━━━ AVAILABLE DATA ━━━

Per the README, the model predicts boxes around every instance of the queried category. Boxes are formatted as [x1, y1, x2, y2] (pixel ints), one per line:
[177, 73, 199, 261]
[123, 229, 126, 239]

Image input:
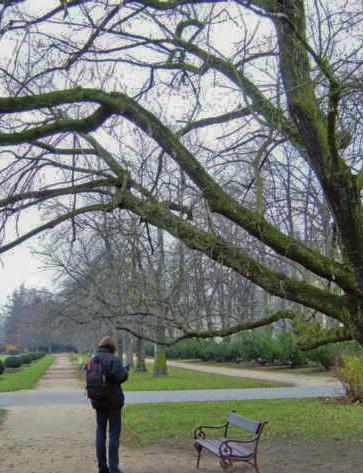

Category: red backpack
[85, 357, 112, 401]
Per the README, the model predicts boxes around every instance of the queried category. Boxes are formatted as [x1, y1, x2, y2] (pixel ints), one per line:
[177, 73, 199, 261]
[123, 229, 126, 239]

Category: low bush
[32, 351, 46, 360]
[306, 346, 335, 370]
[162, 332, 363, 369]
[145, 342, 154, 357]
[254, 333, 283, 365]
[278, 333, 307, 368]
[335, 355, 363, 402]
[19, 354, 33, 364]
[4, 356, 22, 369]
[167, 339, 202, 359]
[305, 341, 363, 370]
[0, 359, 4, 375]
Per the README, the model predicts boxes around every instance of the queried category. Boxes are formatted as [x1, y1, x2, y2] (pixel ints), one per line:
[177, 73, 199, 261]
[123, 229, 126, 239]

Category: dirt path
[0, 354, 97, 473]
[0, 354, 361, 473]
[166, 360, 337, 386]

━━━

■ **WHAT YOU HAVE TO DO**
All the lines above must be written out exactly, without a single picture.

■ **RESULT BELOW**
Per the README, the model predicts boxes around every instance of the queried category. Boxes are formatted as [x1, y1, x2, y2] (pixel ints), one per line:
[177, 73, 199, 261]
[123, 229, 126, 239]

Image input:

Category: red backpack
[85, 357, 112, 401]
Per the README, the model predicts boxes around every instance of the queried category. Boxes are formatted as [x1, y1, x2, y2] (pixel ints), one per line:
[177, 73, 199, 261]
[123, 229, 126, 239]

Category: low bush
[32, 351, 46, 360]
[306, 346, 335, 370]
[162, 332, 363, 369]
[145, 342, 154, 357]
[254, 333, 283, 365]
[278, 333, 307, 368]
[335, 355, 363, 402]
[19, 354, 33, 364]
[4, 356, 22, 369]
[167, 339, 202, 359]
[305, 341, 363, 370]
[0, 359, 4, 375]
Per the README, the model predicts boxes around every instance of the queried category. Boxes are formatted as [x1, y1, x2, y2] (pixel ints), one per line:
[177, 73, 199, 261]
[123, 229, 126, 239]

Category: dirt path
[0, 354, 97, 473]
[0, 354, 361, 473]
[166, 360, 337, 386]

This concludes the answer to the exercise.